#### Material to process:
-*-
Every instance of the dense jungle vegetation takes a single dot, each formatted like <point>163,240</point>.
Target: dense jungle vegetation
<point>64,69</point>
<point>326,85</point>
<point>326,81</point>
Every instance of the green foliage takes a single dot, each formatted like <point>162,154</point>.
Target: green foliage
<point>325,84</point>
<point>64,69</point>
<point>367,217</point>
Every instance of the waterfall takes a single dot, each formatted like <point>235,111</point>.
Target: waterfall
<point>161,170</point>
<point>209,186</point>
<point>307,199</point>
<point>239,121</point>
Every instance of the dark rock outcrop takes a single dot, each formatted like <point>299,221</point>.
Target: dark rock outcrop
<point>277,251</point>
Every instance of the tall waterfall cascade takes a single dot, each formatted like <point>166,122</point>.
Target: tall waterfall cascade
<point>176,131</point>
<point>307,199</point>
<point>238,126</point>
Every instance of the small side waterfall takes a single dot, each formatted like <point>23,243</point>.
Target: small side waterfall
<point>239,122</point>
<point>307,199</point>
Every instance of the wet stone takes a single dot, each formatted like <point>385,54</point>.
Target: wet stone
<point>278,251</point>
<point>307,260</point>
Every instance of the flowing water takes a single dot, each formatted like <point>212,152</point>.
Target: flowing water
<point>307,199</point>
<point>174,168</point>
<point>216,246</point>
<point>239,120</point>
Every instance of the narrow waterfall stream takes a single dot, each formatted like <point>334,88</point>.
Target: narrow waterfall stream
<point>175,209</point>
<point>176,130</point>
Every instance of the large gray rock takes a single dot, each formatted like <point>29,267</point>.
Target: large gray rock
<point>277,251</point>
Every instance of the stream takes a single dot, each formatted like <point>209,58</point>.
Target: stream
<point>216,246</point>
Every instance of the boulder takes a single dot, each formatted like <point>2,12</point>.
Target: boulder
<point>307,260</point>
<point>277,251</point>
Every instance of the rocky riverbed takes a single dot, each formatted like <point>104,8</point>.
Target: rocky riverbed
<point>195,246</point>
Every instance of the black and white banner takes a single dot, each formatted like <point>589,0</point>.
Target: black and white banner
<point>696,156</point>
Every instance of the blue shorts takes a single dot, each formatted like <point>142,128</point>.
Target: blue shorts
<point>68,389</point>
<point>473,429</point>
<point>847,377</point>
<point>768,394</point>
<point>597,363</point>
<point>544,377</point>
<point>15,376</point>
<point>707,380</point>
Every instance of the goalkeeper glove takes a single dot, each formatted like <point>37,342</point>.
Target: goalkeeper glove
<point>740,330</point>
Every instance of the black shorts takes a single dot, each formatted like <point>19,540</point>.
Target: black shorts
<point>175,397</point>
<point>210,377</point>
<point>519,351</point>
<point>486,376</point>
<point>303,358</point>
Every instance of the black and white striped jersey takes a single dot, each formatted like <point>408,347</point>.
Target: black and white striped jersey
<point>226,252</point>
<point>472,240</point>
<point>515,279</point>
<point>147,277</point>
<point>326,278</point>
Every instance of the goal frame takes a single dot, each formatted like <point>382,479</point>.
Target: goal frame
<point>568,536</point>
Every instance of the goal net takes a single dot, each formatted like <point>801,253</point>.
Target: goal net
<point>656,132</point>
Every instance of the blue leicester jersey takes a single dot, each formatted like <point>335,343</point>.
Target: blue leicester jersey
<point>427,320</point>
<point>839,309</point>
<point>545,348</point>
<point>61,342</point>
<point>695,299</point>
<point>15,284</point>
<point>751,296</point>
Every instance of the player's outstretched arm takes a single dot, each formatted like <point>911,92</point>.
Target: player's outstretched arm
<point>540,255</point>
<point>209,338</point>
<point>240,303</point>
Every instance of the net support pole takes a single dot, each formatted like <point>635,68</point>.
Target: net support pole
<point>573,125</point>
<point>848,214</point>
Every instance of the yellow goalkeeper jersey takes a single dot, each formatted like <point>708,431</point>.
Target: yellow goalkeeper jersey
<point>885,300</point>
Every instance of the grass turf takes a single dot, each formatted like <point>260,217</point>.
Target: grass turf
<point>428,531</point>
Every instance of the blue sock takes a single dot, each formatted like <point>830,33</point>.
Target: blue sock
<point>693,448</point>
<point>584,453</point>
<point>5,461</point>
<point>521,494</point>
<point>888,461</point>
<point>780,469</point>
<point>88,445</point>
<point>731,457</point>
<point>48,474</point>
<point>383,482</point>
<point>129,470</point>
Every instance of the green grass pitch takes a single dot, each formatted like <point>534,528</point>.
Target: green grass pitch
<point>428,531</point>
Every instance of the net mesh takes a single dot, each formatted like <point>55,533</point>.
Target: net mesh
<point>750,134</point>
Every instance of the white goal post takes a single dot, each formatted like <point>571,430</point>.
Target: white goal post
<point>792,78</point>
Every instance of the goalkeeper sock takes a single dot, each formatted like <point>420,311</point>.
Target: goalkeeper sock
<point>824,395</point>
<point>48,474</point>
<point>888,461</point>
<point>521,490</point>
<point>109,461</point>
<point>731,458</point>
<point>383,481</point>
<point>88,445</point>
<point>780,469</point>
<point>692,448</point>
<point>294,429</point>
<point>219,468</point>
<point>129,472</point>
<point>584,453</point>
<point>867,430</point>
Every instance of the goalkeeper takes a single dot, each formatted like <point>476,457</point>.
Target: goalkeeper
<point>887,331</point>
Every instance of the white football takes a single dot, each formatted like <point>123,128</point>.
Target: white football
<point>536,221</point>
-*-
#### Given problem:
Return all of the records above verbatim, reproducing every line in its original order.

#### Solution to this problem:
Every instance of the dense jungle vegetation takes a single dot, each formatted like <point>163,240</point>.
Target: dense jungle vegetation
<point>64,69</point>
<point>326,85</point>
<point>326,81</point>
Every instance of the green foliage takes a single dot, each formatted like <point>162,154</point>.
Target: green foliage
<point>325,84</point>
<point>64,69</point>
<point>367,217</point>
Every instance of the waterfall takes a single dot, each formatted like <point>235,111</point>.
Target: waterfall
<point>161,170</point>
<point>209,186</point>
<point>307,199</point>
<point>239,121</point>
Every instance of the dark rock outcrop takes a single dot, each formatted like <point>299,221</point>.
Target: dark rock outcrop
<point>277,251</point>
Every instance of the tall waterfall cascade takes a single dot, each formatted like <point>166,122</point>.
Target: tall waterfall cascade
<point>176,131</point>
<point>307,199</point>
<point>238,126</point>
Every instance of the small side waterfall takes a single dot, each formatted like <point>23,243</point>.
Target: small side waterfall
<point>239,122</point>
<point>307,199</point>
Every instance of the wet stone takes a single dot, each formatted like <point>385,54</point>.
Target: wet stone
<point>278,251</point>
<point>307,260</point>
Every instance of the flowing water takes a single dot, each formatted like <point>212,152</point>.
Target: flowing water
<point>307,199</point>
<point>174,168</point>
<point>216,246</point>
<point>239,120</point>
Every instance of the narrow waterfall stream takes a single dot, each formatted like <point>334,88</point>.
Target: narrow waterfall stream
<point>175,209</point>
<point>176,130</point>
Every instance of the large gray rock takes a single dot, each formatted like <point>29,267</point>.
Target: large gray rock
<point>277,251</point>
Every instance of the stream takes a single dot, each formatted like <point>209,58</point>.
Target: stream
<point>216,246</point>
Every instance of the boulder takes a single dot, each formatted like <point>2,12</point>.
Target: boulder
<point>307,260</point>
<point>277,251</point>
Every instance of the rocky riverbed takes a single dot, each formatted like <point>104,8</point>.
Target: rocky riverbed
<point>195,246</point>
Every instance of the black and white banner takes a single dot, each formatted like <point>589,0</point>.
Target: black and white banner
<point>696,156</point>
Every instance of the blue shorts takes a single dot, each formatted like <point>142,128</point>.
Target: blue shorts
<point>68,389</point>
<point>473,429</point>
<point>847,377</point>
<point>768,394</point>
<point>597,363</point>
<point>544,377</point>
<point>15,376</point>
<point>707,380</point>
Every instance of the goalkeeper glove takes a single dot, each formatted like <point>37,342</point>.
Target: goalkeeper glove
<point>740,330</point>
Every instance of the black shorts takes a single dot, each formatted like <point>19,540</point>.
Target: black shorts
<point>175,397</point>
<point>210,377</point>
<point>519,351</point>
<point>486,376</point>
<point>303,358</point>
Every instance of the black and white striped jersey takes a single dot, each formatted like <point>408,347</point>.
Target: black and white striped jersey
<point>226,252</point>
<point>472,240</point>
<point>515,279</point>
<point>147,277</point>
<point>326,278</point>
Every instance of the goal frame takes a single dot, each formatted like <point>382,479</point>.
Target: goal frame
<point>568,536</point>
Every instance of the goal net takes a single dot, each formatted like <point>801,253</point>.
Target: goal net
<point>656,132</point>
Every instance of the blue leicester jersey takes a single dot, each formatted like <point>335,343</point>.
Target: blue leicester jersey
<point>427,320</point>
<point>839,309</point>
<point>545,348</point>
<point>61,342</point>
<point>695,299</point>
<point>15,284</point>
<point>751,296</point>
Every instance of the player's outstretched arm takes a single dot, each formatted like <point>911,92</point>.
Target: player's outstretched arm
<point>540,255</point>
<point>209,338</point>
<point>240,303</point>
Every instance of the net support pole takes a single dot, each formatted like <point>635,68</point>.
Target: net support pole
<point>573,125</point>
<point>848,214</point>
Every instance of the yellow goalkeeper jersey takes a single dot, each formatted like <point>708,431</point>.
Target: yellow goalkeeper jersey
<point>885,300</point>
Every instance of the grass turf takes a single dot, each formatted like <point>260,217</point>.
Target: grass turf
<point>428,531</point>
Every instance of the blue sock takes a single dot, each formatted like <point>830,33</point>.
Target: blue sock
<point>693,448</point>
<point>584,453</point>
<point>5,461</point>
<point>521,494</point>
<point>888,461</point>
<point>780,469</point>
<point>88,445</point>
<point>731,457</point>
<point>48,474</point>
<point>383,482</point>
<point>129,470</point>
Every instance of the green grass pitch takes a single dot, each formatted like <point>534,528</point>.
Target: green grass pitch
<point>428,531</point>
Every instance of the net mesh takes a single dot, each formatted like <point>55,533</point>.
Target: net mesh
<point>750,134</point>
Every instance of the white goal post takes a single dot, each formatted like <point>571,430</point>.
Target: white goal post
<point>792,78</point>
Every instance of the goalkeeper sock takes a single dot, each formatted like <point>420,311</point>.
Target: goalkeeper sock
<point>824,395</point>
<point>48,474</point>
<point>888,461</point>
<point>521,490</point>
<point>109,461</point>
<point>731,458</point>
<point>383,481</point>
<point>88,445</point>
<point>780,469</point>
<point>692,448</point>
<point>294,429</point>
<point>219,468</point>
<point>129,472</point>
<point>584,453</point>
<point>867,430</point>
Every instance of the goalkeeper takes a single dot, each formatted like <point>476,457</point>.
Target: goalkeeper
<point>887,331</point>
Every instance of the white football takes a single dot, each formatted like <point>123,128</point>.
Target: white football
<point>536,221</point>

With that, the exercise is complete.